### [Input records]
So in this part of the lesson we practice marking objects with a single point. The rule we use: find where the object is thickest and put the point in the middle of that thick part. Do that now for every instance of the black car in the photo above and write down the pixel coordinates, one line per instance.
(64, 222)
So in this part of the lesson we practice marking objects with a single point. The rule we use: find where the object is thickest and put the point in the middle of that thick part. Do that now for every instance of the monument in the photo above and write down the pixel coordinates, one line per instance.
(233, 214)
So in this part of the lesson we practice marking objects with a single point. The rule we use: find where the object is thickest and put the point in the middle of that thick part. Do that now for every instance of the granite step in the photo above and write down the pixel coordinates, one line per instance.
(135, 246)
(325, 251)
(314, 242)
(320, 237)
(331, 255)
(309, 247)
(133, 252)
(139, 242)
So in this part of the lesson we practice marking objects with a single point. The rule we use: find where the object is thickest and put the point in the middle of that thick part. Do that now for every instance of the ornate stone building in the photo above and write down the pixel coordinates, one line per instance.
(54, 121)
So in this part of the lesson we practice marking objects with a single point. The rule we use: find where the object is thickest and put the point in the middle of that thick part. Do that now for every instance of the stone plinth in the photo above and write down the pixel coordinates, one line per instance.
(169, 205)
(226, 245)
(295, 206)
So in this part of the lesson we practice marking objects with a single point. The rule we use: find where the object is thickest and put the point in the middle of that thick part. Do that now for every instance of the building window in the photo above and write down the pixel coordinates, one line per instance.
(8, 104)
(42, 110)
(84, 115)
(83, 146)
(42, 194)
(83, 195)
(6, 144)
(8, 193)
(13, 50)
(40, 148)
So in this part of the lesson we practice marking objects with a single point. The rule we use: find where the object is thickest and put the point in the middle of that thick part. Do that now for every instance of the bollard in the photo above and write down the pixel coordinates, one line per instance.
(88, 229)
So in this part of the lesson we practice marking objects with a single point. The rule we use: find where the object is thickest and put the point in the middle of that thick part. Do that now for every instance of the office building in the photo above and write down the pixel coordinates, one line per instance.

### [Problem requirements]
Present each line of the data above as a numbered list, leaving out any blank lines.

### [Reply]
1. So in this part of the lesson we practice marking objects with a single point. The rule we use: find where the object is thickest and put the point in the middle of that thick part. Do that now for every instance of the black car in the photo above and write down the pixel coordinates, one line per instance.
2. (64, 222)
3. So in this part of the lesson we practice marking objects with a single point. The rule we use: find where the object is thickest and put the point in the middle of that thick part. Do that now for every instance of the monument in the photo above and write down the pixel coordinates, one line per instance.
4. (233, 214)
5. So in this part of the lesson we practice marking objects with a single point. The rule we use: find where the object is thickest and put the point in the middle of that thick part. Do that now for every instance of the granite step in the photo above and write down the pixel coordinates, one line per instance.
6. (135, 246)
7. (325, 251)
8. (314, 242)
9. (320, 237)
10. (331, 255)
11. (309, 247)
12. (133, 252)
13. (139, 242)
14. So in this part of the lesson we practice marking objects with a single point. The rule we use: find where the object is thickest and put the point in the middle of that thick part. Do that now for every instance of the ornate stone building in the photo above and write down the pixel coordinates, one line per instance.
15. (54, 121)
16. So in this part of the lesson we practice marking objects with a single point. The rule we use: find where the object is thickest and put the point in the middle of that thick part. Do that now for every instance of the stone plinth in the photo above and write down the pixel coordinates, one line per instance.
17. (169, 205)
18. (226, 245)
19. (295, 206)
20. So in this part of the lesson we practice marking objects with a single point. The rule we use: find where the object is thickest and put the point in the middle of that thick part. Do that now for every instance of the building window in the photo above and write down the pixel coordinates, one line per instance.
21. (8, 104)
22. (42, 110)
23. (84, 115)
24. (83, 146)
25. (42, 194)
26. (83, 195)
27. (6, 144)
28. (8, 193)
29. (13, 50)
30. (40, 148)
31. So in this part of the lesson we practice marking objects with a single point. The rule we use: find where the object is thickest and put the point in the middle of that thick part. Do that now for every instance of the bollard in the photo above and write down the pixel coordinates, one line per instance.
32. (88, 229)
33. So in this part of the lesson we practice marking objects with a single point. The rule we use: find where the object is thickest and put the point in the middle of that thick part. Do that now for every instance of the office building in the photo above and write down the pixel coordinates, one line per instance.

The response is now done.